**What you should do:** I need the number of lines in the data that contain the word "shrub", and nothing beyond it.

**Supplied data:**
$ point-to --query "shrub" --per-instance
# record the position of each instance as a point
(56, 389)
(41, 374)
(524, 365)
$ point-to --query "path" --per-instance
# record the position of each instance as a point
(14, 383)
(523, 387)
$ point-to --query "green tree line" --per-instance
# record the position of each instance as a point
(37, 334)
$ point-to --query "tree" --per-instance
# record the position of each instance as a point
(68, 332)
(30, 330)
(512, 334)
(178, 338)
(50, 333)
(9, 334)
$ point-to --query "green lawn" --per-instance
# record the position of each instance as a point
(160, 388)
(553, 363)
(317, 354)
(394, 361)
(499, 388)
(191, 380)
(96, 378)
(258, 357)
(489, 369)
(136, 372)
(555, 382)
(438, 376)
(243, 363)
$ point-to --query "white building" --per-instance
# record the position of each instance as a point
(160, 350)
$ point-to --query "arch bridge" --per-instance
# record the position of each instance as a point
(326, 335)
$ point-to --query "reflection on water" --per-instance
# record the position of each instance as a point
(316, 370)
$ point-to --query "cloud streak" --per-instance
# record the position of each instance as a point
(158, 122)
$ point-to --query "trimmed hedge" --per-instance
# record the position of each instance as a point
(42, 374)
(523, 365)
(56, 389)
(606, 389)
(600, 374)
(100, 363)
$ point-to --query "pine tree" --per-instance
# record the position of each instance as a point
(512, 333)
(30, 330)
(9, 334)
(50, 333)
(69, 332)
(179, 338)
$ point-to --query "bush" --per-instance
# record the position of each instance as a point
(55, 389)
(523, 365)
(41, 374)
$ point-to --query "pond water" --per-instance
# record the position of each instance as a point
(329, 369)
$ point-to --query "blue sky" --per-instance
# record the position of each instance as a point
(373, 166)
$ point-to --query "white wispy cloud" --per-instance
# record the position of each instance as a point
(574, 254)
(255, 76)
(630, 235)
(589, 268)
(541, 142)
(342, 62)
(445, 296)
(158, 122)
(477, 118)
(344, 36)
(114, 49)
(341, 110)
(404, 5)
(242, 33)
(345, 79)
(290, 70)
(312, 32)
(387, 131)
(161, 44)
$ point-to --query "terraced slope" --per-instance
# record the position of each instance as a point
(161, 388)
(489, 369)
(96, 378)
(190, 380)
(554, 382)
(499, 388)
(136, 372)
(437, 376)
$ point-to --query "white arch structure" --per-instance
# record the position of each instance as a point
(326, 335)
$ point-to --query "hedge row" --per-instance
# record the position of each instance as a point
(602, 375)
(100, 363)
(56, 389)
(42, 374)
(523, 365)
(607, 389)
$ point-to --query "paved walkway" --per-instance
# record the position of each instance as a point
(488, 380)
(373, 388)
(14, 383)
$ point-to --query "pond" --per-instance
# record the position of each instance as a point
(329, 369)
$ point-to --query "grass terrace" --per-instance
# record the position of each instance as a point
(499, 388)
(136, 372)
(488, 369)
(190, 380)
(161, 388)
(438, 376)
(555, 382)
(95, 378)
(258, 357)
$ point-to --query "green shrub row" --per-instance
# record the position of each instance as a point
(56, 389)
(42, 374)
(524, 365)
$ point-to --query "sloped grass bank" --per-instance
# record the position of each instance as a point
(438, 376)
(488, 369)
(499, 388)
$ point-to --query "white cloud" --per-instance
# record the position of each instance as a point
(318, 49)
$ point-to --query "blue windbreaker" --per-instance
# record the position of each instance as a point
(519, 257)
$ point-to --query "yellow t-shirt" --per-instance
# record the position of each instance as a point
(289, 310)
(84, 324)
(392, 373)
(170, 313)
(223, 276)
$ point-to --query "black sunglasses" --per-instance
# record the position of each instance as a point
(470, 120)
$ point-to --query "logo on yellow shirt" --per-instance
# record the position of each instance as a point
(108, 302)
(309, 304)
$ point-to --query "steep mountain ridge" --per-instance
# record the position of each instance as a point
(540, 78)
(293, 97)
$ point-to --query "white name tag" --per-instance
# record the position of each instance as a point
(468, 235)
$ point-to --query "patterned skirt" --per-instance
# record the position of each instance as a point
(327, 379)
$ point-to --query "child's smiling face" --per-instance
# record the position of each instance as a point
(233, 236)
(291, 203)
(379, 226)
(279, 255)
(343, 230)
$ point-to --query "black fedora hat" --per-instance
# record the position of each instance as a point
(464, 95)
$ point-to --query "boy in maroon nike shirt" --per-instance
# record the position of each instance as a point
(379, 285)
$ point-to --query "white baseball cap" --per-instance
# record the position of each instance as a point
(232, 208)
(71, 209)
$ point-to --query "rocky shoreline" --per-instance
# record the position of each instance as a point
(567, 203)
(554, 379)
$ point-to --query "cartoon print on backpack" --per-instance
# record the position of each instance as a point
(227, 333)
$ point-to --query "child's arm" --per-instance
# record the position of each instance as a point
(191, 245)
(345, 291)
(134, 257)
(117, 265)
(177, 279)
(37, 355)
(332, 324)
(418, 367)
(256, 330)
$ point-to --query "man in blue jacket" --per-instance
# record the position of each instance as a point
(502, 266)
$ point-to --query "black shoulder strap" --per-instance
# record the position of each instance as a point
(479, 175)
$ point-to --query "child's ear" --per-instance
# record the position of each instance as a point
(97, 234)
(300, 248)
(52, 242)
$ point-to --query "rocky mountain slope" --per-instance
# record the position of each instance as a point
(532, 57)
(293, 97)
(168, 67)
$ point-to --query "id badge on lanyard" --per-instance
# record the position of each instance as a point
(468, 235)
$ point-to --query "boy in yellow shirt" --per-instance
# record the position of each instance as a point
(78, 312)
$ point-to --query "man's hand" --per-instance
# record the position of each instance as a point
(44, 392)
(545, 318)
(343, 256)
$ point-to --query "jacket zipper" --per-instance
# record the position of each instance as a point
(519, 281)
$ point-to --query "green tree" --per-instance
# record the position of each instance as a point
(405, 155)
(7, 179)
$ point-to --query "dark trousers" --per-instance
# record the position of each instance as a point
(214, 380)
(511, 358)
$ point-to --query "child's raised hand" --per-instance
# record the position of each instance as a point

**Exercise output:** 2